(Records drawn from a data source)
◆ ◆ ◆ ◆
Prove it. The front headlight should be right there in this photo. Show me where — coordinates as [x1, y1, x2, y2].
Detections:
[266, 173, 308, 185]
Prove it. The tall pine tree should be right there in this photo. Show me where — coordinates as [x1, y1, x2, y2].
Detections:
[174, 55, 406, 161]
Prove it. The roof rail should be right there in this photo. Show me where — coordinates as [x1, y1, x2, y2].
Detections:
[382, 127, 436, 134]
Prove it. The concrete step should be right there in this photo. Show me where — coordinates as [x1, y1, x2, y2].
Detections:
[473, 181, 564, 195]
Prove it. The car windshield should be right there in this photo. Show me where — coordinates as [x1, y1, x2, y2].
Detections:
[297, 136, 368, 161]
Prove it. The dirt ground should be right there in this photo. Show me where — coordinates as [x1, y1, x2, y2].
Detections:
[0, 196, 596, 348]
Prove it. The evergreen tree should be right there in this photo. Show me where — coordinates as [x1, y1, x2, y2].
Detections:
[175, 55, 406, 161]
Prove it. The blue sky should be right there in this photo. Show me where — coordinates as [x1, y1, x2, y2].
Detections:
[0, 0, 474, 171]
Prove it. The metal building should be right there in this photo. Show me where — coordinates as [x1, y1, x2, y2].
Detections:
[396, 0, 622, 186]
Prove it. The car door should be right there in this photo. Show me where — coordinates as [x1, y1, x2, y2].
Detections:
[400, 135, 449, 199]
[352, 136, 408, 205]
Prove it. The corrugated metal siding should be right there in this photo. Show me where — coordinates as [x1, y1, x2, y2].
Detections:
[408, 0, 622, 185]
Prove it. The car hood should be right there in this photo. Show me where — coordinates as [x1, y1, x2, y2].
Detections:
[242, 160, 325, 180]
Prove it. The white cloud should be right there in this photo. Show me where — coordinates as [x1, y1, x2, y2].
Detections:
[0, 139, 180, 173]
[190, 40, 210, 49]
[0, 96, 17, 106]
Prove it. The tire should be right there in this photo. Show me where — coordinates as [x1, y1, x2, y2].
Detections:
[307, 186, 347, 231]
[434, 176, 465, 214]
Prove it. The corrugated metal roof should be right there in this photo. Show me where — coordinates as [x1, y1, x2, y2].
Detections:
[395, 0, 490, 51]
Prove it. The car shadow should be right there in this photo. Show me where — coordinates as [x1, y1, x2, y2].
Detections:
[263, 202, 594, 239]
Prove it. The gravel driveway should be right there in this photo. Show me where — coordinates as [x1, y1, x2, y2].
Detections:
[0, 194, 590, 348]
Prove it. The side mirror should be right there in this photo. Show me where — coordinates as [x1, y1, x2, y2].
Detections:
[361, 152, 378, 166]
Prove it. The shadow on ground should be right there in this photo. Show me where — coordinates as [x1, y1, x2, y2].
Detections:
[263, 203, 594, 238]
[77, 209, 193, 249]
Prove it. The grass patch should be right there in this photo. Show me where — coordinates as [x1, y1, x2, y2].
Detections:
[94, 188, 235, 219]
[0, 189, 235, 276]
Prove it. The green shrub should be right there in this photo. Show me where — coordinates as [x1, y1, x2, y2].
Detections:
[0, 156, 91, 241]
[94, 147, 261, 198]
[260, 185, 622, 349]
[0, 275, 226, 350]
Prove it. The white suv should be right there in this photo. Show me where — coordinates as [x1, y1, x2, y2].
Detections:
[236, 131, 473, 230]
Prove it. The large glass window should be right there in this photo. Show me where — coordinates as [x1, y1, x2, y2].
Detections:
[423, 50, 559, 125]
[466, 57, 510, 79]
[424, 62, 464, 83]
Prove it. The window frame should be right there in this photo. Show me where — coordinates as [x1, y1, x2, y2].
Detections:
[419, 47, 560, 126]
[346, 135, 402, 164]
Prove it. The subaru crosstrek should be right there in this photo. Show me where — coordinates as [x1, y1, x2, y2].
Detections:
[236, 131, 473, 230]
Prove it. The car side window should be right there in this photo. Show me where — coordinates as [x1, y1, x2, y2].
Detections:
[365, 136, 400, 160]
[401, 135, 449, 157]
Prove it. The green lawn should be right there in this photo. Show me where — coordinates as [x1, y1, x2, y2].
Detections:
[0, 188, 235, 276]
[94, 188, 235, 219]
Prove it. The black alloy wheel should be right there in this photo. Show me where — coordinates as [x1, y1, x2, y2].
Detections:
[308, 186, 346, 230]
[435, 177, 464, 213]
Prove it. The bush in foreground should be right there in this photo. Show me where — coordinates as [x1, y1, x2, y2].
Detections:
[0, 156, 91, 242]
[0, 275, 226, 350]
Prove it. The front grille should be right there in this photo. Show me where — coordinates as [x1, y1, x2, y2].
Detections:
◆ ◆ ◆ ◆
Exercise brief -
Output the lines of the material between the line holding "Prove it. The side" and the line holding "[346, 135, 402, 164]", inclusive, as a JSON list of strings with one string per line. Leave out any blank lines.

Solution for this problem -
[
  "Prove it. The side mirror should be right there in this photo. Show me where — coordinates as [x1, y1, x2, y2].",
  "Detections:",
  "[361, 152, 378, 166]",
  "Prove it. The shadow on ground should be right there in this photo. Show me where — coordinates as [x1, y1, x2, y2].",
  "Detections:",
  "[263, 203, 594, 238]",
  "[77, 209, 193, 249]",
  "Prove it. The grass patch should be right there in this photo. Show me where — coordinates as [x1, y1, x2, y2].",
  "Detections:",
  "[94, 188, 235, 219]",
  "[0, 189, 235, 276]",
  "Prove it. The green shrub should be right there in this photo. Show me where — coordinates as [x1, y1, x2, y2].",
  "Detections:",
  "[0, 156, 91, 241]",
  "[94, 147, 261, 198]",
  "[260, 185, 622, 349]",
  "[0, 275, 226, 350]",
  "Prove it. The white suv should be right there in this photo. Show me where — coordinates as [x1, y1, x2, y2].",
  "Detections:",
  "[236, 131, 473, 230]",
  "Prove it. The large glass window should be right there in this photo. Show me where — coordinates as [x1, y1, x2, y2].",
  "Detections:",
  "[423, 50, 559, 125]",
  "[466, 57, 510, 79]",
  "[424, 62, 464, 83]",
  "Prove it. The window frame should be right there in this photo. Show me where — coordinates as [x1, y1, x2, y2].",
  "Detections:",
  "[419, 47, 560, 126]",
  "[346, 135, 402, 164]"
]